Task to complete.
Look for "Every instance of the wooden bowl" in the records below, then copy that line and every line after it, exactly and with nothing added.

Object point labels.
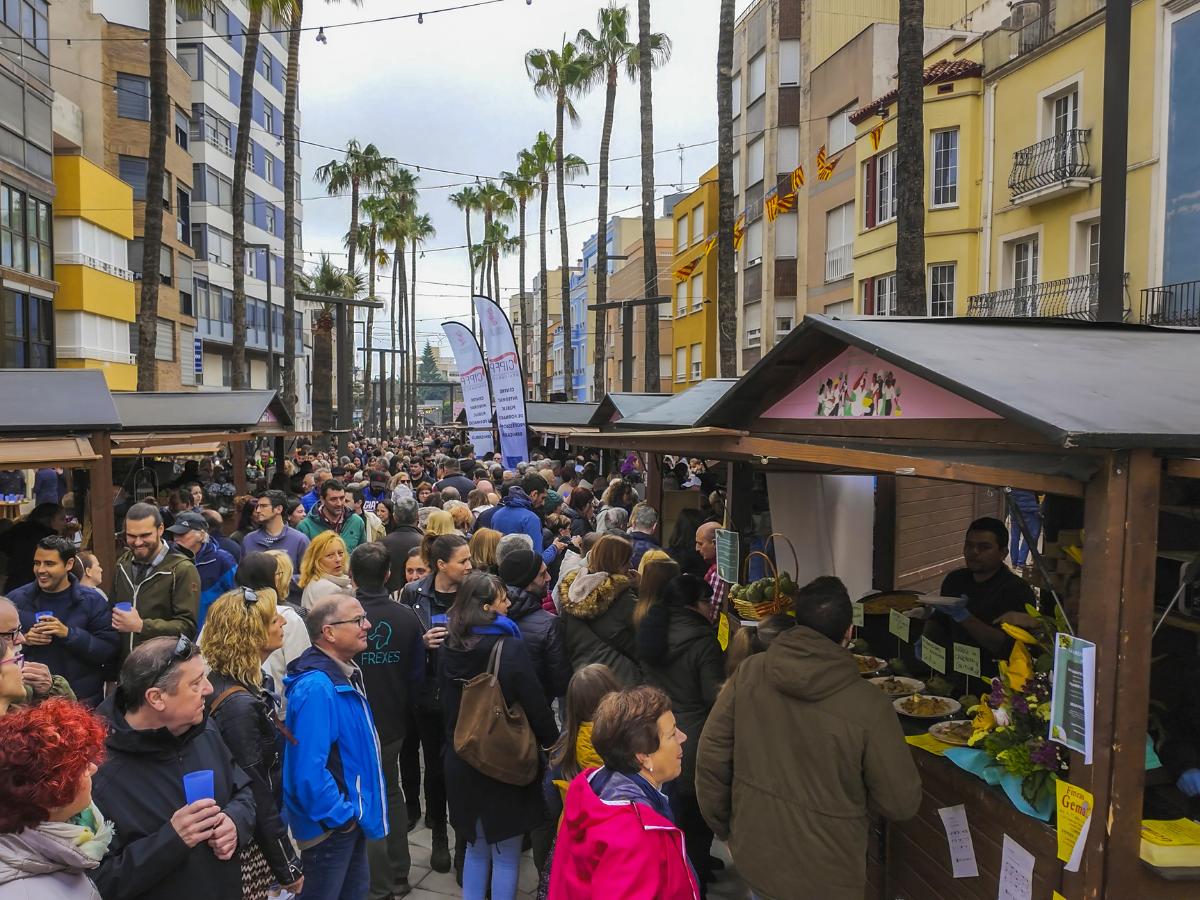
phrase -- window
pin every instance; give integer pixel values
(880, 190)
(789, 63)
(27, 331)
(841, 130)
(183, 127)
(840, 243)
(946, 167)
(880, 295)
(132, 96)
(941, 289)
(132, 171)
(757, 81)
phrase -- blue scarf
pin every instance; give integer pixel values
(501, 625)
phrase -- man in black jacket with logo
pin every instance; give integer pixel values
(393, 666)
(168, 849)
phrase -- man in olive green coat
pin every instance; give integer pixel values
(798, 754)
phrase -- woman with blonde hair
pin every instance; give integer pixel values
(483, 550)
(243, 629)
(323, 569)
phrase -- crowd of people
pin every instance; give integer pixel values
(401, 631)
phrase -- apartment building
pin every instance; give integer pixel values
(211, 46)
(27, 187)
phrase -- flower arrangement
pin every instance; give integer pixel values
(1012, 720)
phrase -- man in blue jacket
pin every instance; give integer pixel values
(69, 627)
(334, 791)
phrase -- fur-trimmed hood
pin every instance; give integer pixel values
(588, 595)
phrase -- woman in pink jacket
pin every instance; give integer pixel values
(617, 837)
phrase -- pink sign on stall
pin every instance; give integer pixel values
(859, 385)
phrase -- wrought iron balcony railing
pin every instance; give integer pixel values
(1049, 163)
(1074, 298)
(1173, 305)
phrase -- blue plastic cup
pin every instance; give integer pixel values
(198, 786)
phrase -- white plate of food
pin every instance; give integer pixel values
(924, 706)
(957, 732)
(898, 685)
(869, 665)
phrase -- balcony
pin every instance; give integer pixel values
(1051, 167)
(1173, 305)
(1074, 298)
(839, 262)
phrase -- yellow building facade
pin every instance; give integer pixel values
(694, 305)
(95, 305)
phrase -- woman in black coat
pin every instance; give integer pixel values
(497, 814)
(241, 630)
(689, 667)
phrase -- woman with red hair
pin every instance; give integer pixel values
(51, 832)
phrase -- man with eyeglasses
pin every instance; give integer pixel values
(165, 849)
(334, 791)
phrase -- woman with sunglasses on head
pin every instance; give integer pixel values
(496, 815)
(243, 629)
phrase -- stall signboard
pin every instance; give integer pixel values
(729, 555)
(475, 393)
(1073, 694)
(508, 381)
(861, 385)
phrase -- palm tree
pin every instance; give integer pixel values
(612, 51)
(238, 378)
(562, 75)
(726, 279)
(420, 231)
(361, 167)
(327, 281)
(911, 160)
(649, 241)
(467, 199)
(521, 187)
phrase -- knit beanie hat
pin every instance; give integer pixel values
(520, 568)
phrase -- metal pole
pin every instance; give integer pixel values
(1114, 161)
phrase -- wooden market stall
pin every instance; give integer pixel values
(63, 417)
(1095, 414)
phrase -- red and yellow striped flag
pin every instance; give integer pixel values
(876, 136)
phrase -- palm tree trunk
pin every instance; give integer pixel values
(910, 161)
(238, 376)
(156, 167)
(522, 297)
(726, 279)
(544, 325)
(601, 325)
(649, 243)
(289, 209)
(564, 252)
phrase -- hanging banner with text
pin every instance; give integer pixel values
(473, 377)
(508, 381)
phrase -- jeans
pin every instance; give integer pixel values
(427, 730)
(336, 869)
(389, 859)
(503, 858)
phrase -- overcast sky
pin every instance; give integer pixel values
(453, 93)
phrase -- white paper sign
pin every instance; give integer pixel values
(1015, 871)
(958, 834)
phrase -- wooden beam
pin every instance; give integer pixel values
(901, 465)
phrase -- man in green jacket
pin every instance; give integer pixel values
(333, 514)
(801, 751)
(160, 586)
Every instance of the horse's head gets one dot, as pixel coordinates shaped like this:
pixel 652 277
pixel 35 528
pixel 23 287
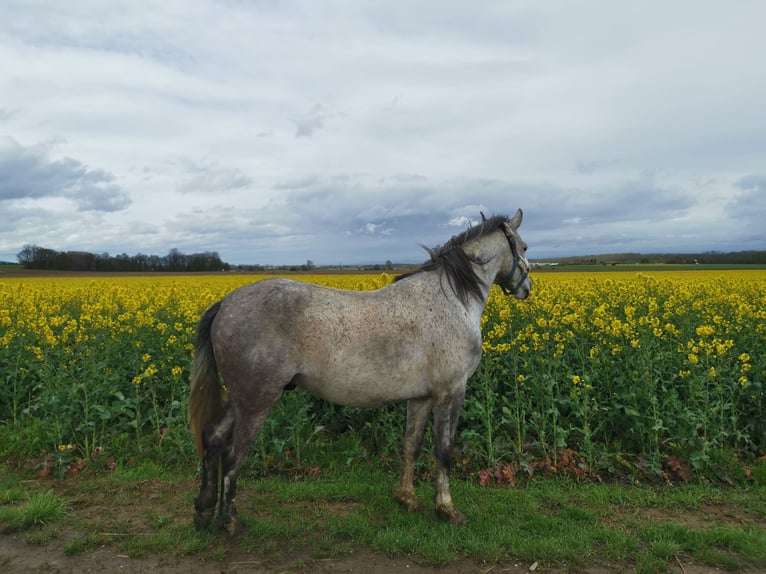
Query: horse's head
pixel 513 277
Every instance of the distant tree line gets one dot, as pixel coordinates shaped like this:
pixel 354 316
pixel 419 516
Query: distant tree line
pixel 35 257
pixel 707 258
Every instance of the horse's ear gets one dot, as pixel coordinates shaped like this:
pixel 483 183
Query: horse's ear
pixel 516 219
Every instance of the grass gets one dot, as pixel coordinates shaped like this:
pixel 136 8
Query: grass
pixel 23 511
pixel 555 522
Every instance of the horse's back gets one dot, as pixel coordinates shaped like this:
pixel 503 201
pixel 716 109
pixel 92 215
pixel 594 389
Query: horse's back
pixel 361 348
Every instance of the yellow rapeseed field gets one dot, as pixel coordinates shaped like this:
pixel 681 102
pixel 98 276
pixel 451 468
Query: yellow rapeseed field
pixel 612 364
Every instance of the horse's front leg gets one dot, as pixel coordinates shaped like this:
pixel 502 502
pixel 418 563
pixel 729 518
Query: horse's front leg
pixel 228 510
pixel 417 416
pixel 445 425
pixel 215 440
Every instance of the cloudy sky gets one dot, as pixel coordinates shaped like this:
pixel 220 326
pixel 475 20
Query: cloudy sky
pixel 350 131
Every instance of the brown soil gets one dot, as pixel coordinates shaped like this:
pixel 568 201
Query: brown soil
pixel 105 517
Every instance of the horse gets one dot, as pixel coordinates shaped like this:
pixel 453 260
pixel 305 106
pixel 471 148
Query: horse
pixel 417 339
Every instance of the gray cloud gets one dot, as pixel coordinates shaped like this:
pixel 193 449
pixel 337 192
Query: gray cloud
pixel 214 179
pixel 356 133
pixel 29 173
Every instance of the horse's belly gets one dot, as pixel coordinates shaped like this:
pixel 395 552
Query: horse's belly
pixel 361 393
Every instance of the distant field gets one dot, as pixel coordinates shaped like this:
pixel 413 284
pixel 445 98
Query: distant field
pixel 646 267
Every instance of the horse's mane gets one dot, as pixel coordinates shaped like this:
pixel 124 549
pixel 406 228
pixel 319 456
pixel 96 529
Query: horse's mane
pixel 456 264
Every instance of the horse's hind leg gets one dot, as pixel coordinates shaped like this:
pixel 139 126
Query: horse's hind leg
pixel 249 422
pixel 216 440
pixel 445 424
pixel 417 416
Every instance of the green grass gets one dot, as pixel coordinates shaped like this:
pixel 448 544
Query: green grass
pixel 555 522
pixel 34 509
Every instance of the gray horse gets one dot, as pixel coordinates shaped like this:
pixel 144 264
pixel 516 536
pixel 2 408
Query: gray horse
pixel 417 339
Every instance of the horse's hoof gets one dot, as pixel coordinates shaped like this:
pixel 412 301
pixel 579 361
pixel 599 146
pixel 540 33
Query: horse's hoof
pixel 233 527
pixel 409 501
pixel 452 515
pixel 202 519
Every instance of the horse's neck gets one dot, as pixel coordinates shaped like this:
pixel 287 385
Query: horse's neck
pixel 489 250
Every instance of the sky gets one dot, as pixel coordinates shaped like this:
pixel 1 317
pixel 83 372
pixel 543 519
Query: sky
pixel 355 131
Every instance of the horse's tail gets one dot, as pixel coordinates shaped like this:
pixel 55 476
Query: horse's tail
pixel 206 396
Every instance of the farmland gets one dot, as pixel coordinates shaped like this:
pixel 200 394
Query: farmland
pixel 598 380
pixel 654 375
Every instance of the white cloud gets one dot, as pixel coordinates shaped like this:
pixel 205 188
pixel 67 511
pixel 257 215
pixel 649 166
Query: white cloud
pixel 276 132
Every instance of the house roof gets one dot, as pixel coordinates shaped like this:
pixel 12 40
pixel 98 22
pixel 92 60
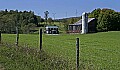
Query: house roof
pixel 80 21
pixel 51 26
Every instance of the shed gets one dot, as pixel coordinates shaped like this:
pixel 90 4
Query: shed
pixel 52 30
pixel 77 27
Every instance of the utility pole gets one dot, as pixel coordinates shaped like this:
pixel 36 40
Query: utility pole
pixel 66 14
pixel 54 16
pixel 76 12
pixel 46 15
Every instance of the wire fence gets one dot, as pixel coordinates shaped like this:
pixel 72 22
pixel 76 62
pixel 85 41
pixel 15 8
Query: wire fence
pixel 94 54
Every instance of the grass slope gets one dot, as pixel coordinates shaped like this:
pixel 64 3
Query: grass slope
pixel 97 51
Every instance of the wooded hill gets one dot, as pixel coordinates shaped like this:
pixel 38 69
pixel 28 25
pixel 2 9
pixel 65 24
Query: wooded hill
pixel 107 19
pixel 25 20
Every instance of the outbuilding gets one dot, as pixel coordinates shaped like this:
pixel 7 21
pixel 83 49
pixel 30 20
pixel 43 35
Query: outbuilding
pixel 52 30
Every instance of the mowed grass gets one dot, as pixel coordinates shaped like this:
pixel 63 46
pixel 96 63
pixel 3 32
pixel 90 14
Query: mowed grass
pixel 97 51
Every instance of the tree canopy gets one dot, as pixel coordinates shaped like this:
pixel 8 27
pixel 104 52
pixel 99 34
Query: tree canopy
pixel 12 18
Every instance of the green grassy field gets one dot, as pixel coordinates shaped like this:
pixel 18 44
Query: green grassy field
pixel 99 51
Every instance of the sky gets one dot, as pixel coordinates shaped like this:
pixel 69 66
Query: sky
pixel 59 8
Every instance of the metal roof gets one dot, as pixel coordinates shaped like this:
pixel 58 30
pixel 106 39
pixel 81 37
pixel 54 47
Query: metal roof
pixel 80 21
pixel 51 26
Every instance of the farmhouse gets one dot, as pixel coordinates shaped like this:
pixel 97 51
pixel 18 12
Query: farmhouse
pixel 83 26
pixel 52 30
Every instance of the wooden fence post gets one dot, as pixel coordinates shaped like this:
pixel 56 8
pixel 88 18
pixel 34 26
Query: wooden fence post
pixel 17 36
pixel 40 38
pixel 0 36
pixel 77 53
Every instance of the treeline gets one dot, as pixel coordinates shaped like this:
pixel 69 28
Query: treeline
pixel 24 20
pixel 107 19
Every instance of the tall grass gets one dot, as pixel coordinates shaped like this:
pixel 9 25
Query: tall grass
pixel 97 51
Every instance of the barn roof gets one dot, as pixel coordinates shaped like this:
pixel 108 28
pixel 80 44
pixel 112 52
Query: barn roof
pixel 80 21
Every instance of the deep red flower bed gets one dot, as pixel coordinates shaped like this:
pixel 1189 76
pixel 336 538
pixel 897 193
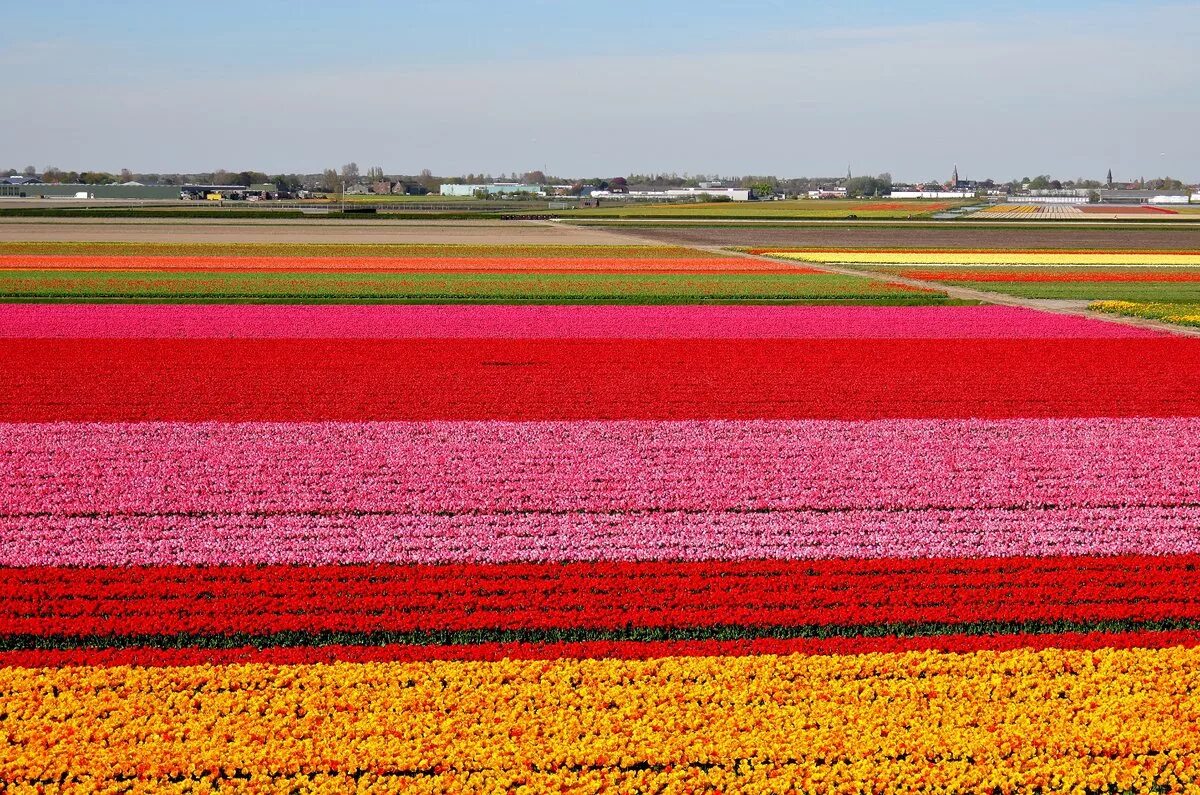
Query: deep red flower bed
pixel 154 656
pixel 592 596
pixel 528 380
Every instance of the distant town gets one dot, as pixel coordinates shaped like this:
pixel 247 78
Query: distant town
pixel 253 186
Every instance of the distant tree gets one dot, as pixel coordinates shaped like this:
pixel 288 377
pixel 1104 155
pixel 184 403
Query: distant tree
pixel 330 181
pixel 286 183
pixel 427 181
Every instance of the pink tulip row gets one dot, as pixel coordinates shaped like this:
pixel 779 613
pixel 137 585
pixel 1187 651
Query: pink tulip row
pixel 304 538
pixel 546 322
pixel 483 491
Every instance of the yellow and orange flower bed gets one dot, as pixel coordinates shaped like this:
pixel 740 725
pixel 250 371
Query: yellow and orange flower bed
pixel 935 722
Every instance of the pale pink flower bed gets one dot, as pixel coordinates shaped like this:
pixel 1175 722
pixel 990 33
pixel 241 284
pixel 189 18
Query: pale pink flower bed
pixel 323 492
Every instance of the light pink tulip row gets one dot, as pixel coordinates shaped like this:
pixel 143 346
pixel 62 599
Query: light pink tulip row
pixel 163 492
pixel 594 536
pixel 544 322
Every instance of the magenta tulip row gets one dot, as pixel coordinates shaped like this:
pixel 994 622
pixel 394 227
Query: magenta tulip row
pixel 157 492
pixel 563 322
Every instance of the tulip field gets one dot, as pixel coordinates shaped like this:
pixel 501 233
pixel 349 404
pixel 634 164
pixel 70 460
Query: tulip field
pixel 419 274
pixel 1137 284
pixel 515 539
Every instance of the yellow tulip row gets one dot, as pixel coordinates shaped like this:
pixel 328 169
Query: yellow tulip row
pixel 993 258
pixel 1062 721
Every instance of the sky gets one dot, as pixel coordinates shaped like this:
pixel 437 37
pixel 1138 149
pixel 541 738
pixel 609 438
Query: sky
pixel 599 89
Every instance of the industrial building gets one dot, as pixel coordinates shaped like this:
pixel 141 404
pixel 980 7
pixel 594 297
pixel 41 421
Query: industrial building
pixel 495 189
pixel 43 190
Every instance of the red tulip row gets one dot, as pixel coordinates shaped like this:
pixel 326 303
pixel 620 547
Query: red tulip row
pixel 401 598
pixel 534 380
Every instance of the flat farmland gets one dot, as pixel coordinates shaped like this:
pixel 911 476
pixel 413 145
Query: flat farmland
pixel 306 231
pixel 268 526
pixel 787 209
pixel 420 273
pixel 945 235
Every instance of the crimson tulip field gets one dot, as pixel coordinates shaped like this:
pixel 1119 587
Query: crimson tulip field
pixel 475 547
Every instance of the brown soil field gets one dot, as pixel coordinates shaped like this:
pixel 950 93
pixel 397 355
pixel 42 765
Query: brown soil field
pixel 251 231
pixel 924 238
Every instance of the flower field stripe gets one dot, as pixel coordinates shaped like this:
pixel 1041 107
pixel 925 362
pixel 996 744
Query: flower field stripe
pixel 454 287
pixel 1014 253
pixel 827 640
pixel 390 264
pixel 995 257
pixel 538 380
pixel 1097 275
pixel 219 321
pixel 581 597
pixel 414 492
pixel 1120 718
pixel 334 537
pixel 345 250
pixel 365 646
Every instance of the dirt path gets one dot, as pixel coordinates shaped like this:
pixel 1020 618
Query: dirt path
pixel 1062 306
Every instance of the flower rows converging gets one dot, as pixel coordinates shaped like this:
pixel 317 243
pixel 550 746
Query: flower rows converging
pixel 1143 278
pixel 423 274
pixel 595 549
pixel 975 257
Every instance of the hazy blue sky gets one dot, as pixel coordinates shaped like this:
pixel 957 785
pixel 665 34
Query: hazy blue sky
pixel 603 88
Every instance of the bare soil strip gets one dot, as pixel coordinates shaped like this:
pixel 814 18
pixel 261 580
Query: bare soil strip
pixel 1062 306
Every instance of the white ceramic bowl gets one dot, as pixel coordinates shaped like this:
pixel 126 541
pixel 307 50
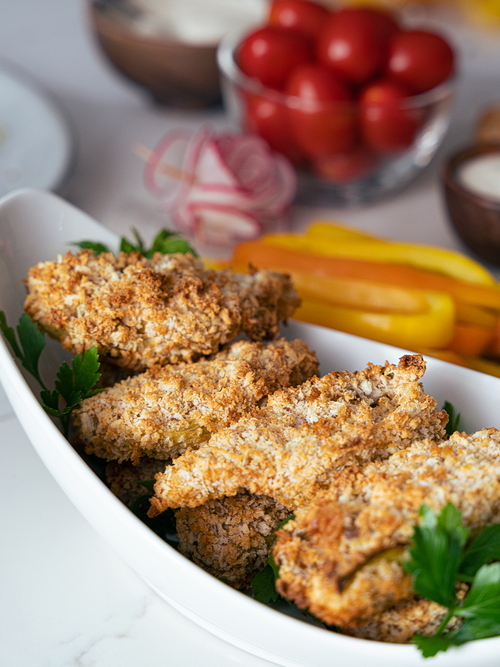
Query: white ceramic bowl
pixel 37 226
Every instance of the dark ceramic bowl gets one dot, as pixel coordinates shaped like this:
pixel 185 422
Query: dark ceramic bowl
pixel 174 73
pixel 475 218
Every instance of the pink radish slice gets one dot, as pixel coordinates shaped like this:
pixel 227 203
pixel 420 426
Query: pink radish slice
pixel 227 186
pixel 152 171
pixel 184 161
pixel 217 224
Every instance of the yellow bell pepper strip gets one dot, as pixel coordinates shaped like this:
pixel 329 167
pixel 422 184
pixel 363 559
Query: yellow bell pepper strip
pixel 359 294
pixel 445 355
pixel 355 293
pixel 483 365
pixel 216 264
pixel 433 328
pixel 439 260
pixel 337 230
pixel 469 339
pixel 277 258
pixel 482 317
pixel 415 254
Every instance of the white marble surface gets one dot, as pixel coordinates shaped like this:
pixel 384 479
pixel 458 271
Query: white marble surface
pixel 65 598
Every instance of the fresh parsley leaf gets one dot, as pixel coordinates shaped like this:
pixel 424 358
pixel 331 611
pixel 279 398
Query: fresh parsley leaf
pixel 72 384
pixel 430 646
pixel 473 628
pixel 483 599
pixel 165 241
pixel 98 248
pixel 10 336
pixel 86 372
pixel 436 554
pixel 50 401
pixel 264 585
pixel 454 418
pixel 168 242
pixel 31 343
pixel 126 246
pixel 484 548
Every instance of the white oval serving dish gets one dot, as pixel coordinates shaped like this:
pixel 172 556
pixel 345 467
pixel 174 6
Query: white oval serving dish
pixel 37 225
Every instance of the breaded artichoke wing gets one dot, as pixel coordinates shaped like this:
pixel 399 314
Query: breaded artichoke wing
pixel 140 312
pixel 342 557
pixel 292 448
pixel 166 410
pixel 231 538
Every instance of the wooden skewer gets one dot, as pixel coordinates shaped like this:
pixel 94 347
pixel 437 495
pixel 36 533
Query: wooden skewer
pixel 173 172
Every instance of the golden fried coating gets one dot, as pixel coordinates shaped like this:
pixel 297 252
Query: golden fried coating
pixel 398 624
pixel 291 448
pixel 165 410
pixel 231 538
pixel 140 312
pixel 342 557
pixel 124 478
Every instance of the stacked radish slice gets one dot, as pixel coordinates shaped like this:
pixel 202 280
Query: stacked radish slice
pixel 221 188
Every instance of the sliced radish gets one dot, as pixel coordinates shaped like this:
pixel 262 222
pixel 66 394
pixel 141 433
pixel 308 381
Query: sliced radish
pixel 222 188
pixel 216 225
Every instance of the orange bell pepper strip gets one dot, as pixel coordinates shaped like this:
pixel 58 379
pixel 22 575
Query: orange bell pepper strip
pixel 483 365
pixel 276 258
pixel 470 339
pixel 434 328
pixel 339 230
pixel 438 260
pixel 482 317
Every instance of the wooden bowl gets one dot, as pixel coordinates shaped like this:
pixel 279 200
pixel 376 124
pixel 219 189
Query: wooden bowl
pixel 475 218
pixel 174 73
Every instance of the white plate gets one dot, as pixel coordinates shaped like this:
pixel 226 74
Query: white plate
pixel 37 226
pixel 35 142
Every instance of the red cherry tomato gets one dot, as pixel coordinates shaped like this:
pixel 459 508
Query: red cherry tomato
pixel 323 121
pixel 387 125
pixel 302 16
pixel 270 121
pixel 420 60
pixel 346 167
pixel 354 43
pixel 270 54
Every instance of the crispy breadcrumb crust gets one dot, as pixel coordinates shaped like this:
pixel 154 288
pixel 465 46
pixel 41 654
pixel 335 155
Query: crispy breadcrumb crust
pixel 398 624
pixel 140 312
pixel 165 410
pixel 291 448
pixel 230 538
pixel 334 557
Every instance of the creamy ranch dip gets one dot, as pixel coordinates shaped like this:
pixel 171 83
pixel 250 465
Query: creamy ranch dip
pixel 481 175
pixel 196 21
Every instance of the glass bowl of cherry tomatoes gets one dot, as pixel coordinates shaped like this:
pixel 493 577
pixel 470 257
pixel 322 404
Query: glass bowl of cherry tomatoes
pixel 358 103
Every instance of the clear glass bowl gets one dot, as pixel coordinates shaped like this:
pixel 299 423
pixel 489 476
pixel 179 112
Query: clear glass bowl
pixel 326 142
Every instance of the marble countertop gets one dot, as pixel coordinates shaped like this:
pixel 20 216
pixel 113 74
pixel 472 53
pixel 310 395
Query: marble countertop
pixel 66 598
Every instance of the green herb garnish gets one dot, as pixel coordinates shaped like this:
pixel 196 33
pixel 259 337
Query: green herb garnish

Response.
Every instance of the wooden bowl gets one dot, as pixel coordinates shaped like this:
pixel 279 200
pixel 376 124
pixel 219 189
Query: wooden bowl
pixel 475 218
pixel 174 73
Every instance of the white plate gets one dot, as pixel coordinates shaped like this:
pixel 226 74
Query: white plate
pixel 37 226
pixel 35 142
Every instance of the red cherry tomato gets one dot, as pixel coordinates shaped like this:
pixel 459 508
Query: red cherry tomato
pixel 323 121
pixel 387 125
pixel 302 16
pixel 270 121
pixel 420 60
pixel 346 167
pixel 354 43
pixel 270 54
Every instance of the crispy breadcrumb crust gets one dot, as pixel coordinates shaped like this:
pixel 154 288
pixel 465 46
pixel 41 654
pixel 335 155
Query: crispy breadcrumb crust
pixel 398 624
pixel 140 312
pixel 165 410
pixel 291 448
pixel 230 538
pixel 334 557
Every instance of the creamy ranch dip gets one dot, as pixel coordinates shaped like this:
pixel 171 83
pixel 250 465
Query: creamy ranch dip
pixel 481 175
pixel 196 21
Every instance of the glass bowl of cherry tomatoes gets one dot, as pixel coordinates shaped like this:
pixel 493 577
pixel 470 257
pixel 322 404
Query: glass bowl of cherry tomatoes
pixel 358 103
Every instance of the clear glass bowl gets one dot, as pixel coordinates shaped like this:
pixel 299 423
pixel 489 476
pixel 179 112
Query: clear glass bowl
pixel 326 142
Every instance of the marble countertop gets one dot, as pixel coordinates shaped like this:
pixel 20 216
pixel 113 74
pixel 472 53
pixel 310 395
Query: marble countertop
pixel 66 598
Every instance of the green herb garnish gets one dot, as pixel coordinates shaped like this:
pixel 196 33
pixel 259 337
Query: green herb garnish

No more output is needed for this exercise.